• _INPUT RECORDS_
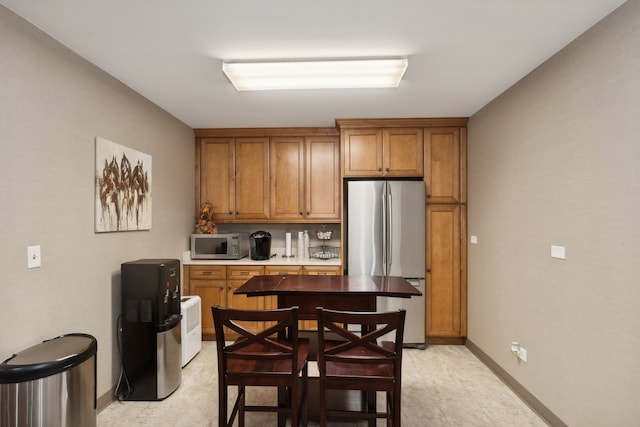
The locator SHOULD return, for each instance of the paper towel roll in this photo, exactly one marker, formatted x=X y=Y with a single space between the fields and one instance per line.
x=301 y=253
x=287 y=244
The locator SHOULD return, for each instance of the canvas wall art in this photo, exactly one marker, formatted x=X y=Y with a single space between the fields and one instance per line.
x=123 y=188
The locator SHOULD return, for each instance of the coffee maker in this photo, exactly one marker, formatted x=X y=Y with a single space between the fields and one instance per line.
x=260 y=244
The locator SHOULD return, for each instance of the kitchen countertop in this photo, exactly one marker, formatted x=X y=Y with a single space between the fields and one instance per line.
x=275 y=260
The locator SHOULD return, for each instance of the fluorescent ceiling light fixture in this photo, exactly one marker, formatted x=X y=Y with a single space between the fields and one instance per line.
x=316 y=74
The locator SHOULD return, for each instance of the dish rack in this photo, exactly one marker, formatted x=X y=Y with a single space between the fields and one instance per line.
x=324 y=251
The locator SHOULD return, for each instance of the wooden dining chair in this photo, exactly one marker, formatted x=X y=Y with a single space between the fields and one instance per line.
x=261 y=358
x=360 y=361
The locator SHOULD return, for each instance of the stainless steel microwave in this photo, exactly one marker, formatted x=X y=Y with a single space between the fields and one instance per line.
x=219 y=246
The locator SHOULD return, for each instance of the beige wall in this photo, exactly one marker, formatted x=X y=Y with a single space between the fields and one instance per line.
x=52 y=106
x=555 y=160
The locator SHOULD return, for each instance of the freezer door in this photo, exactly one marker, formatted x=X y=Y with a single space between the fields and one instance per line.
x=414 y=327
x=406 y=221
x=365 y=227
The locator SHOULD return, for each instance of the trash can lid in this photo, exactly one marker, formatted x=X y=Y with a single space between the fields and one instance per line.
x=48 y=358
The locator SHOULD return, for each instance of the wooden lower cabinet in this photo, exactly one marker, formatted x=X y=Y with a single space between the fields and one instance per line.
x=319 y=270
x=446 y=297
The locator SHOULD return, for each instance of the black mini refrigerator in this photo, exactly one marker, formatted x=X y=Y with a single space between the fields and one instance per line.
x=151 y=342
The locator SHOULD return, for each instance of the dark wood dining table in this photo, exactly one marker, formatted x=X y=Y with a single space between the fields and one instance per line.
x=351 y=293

---

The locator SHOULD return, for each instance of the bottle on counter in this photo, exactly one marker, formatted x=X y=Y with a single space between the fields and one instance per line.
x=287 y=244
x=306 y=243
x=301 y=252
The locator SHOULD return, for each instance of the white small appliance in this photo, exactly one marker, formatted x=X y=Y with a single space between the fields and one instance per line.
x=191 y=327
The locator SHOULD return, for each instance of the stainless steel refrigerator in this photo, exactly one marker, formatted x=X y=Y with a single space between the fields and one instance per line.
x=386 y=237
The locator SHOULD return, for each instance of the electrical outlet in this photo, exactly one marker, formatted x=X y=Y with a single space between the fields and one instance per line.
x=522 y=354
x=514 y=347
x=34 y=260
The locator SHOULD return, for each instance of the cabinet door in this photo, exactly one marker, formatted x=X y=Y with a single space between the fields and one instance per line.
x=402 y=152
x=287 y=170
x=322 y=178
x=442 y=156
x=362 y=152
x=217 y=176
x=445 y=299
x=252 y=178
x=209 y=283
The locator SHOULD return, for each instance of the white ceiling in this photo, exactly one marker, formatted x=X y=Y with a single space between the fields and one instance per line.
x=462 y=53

• _STATED PROBLEM_
Copy the data word for word, from the line containing "The locator SHOULD return, for each instance of the paper" through the line containing "x=219 y=246", including both of those lines.

• _THE RESPONSE_
The locator SHOULD return, for each instance of the paper towel roll in this photo, exactly one marker, formatted x=X y=Y with a single space between the fields and one instance per line.
x=301 y=253
x=287 y=244
The locator SHOULD return, for each instance of the canvas wall art in this photo, exactly one marker, formatted x=X y=Y with a single space between the fields and one instance per line.
x=123 y=188
The locator SHOULD return, for each instance of the coffee maker in this photo, exactly one marker, formatted x=X y=Y with a single space between the fields and one instance per line.
x=260 y=244
The locator SHOULD return, for each instance of the kitchen countertop in this photo, exactly one marker, formatted x=X y=Y with a single space between the fields and one instance per line.
x=275 y=260
The locator SHOULD return, for each instance of the fluorescent ceiling light fixture in this photo, exactly one marker, formatted x=X y=Y with a single space between the fields and one instance per line.
x=316 y=74
The locator SHOULD return, for each instance of the dish rack in this photo, exactly one marker, formatted x=X y=Y with a single space between the fields and one instance per line.
x=324 y=251
The locator SHOULD return, for each instance of the wooden dining chair in this photo, exactly one marker, formatted x=X y=Y with a single space between the fields and one instance per line.
x=261 y=358
x=360 y=361
The locator SHOULD return, for each instance of the stainless steel microwave in this photo, exactly one marker, formatted x=X y=Y with a single space between the fields and one instance per line.
x=219 y=246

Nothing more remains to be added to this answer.